**Your task**
Everything from the line containing "target | life vest" through the line containing "target | white van" should be repeated exactly, and nothing else from the data.

**Records for processing**
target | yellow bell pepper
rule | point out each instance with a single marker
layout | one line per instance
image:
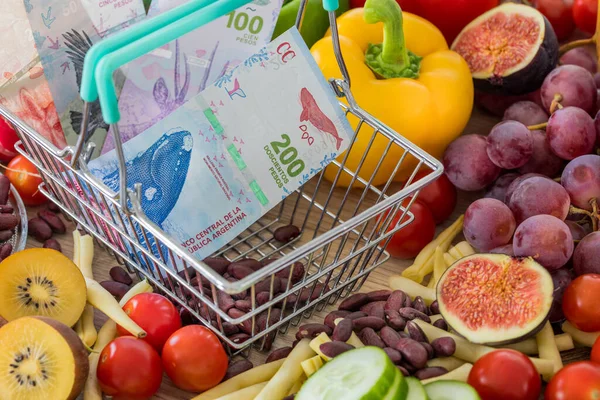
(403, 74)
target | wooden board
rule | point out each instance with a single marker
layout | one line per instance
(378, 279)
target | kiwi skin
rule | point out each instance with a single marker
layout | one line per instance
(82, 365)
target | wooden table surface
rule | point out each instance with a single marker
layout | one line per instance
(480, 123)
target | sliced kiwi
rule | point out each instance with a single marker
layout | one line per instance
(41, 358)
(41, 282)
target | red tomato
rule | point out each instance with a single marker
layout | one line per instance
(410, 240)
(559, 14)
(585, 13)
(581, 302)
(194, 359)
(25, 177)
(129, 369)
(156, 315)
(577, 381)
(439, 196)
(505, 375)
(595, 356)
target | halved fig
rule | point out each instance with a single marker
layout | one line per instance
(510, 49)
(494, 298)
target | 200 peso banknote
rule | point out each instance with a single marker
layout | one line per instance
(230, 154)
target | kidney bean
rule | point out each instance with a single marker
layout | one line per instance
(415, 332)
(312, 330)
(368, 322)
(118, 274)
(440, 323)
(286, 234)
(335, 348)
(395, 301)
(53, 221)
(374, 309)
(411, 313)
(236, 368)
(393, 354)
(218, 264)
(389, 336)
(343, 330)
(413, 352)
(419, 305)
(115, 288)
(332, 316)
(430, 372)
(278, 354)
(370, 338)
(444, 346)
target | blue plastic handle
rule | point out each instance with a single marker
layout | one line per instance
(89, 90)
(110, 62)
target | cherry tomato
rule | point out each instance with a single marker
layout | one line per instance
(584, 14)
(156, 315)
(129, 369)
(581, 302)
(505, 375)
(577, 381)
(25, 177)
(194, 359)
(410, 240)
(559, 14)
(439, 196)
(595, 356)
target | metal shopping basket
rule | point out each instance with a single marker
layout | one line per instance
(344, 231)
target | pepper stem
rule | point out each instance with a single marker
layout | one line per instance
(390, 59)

--

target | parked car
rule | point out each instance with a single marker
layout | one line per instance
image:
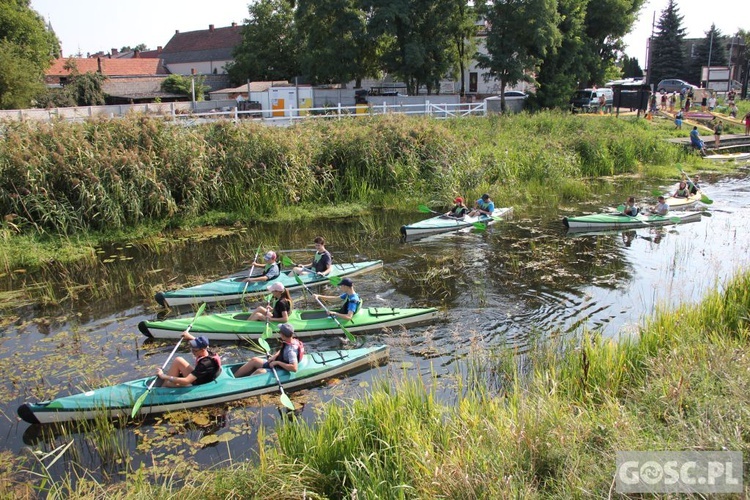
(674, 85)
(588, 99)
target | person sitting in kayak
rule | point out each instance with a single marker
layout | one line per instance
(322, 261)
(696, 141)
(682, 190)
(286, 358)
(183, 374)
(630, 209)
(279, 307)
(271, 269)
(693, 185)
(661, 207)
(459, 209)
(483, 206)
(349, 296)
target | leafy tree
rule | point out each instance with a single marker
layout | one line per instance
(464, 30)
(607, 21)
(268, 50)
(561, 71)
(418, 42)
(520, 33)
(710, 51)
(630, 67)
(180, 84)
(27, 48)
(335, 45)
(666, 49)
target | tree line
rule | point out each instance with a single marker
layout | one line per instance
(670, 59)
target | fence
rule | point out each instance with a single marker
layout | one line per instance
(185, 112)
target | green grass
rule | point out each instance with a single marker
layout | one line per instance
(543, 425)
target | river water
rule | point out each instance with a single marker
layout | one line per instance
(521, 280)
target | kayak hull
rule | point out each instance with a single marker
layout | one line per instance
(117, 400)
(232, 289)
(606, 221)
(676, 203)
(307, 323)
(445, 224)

==

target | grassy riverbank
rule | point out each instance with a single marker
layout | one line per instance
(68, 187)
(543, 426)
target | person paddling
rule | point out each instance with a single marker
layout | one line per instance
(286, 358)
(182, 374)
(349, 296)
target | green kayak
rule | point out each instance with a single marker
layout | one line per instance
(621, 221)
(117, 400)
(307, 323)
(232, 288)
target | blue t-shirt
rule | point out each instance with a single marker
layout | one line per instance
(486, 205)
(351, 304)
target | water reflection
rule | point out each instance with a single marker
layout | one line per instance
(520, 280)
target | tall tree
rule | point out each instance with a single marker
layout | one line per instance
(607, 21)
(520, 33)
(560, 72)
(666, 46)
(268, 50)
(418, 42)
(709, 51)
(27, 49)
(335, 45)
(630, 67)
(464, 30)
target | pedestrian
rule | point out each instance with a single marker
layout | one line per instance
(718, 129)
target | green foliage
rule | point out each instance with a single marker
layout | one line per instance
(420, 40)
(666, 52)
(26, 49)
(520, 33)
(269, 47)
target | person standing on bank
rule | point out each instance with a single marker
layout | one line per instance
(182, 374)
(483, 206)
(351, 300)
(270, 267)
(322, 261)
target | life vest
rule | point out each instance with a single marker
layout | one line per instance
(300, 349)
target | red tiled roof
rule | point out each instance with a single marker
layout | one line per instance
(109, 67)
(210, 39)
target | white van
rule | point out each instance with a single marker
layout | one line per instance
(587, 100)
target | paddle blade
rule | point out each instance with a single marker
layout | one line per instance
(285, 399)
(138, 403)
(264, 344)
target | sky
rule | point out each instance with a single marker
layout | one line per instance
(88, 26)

**Your solution**
target | life vest
rule | point out each instance with a single marker
layout | one line per instance
(300, 349)
target | red tiled roof
rule | point out each instance with a single marker
layout | one line per instance
(109, 67)
(210, 39)
target | white van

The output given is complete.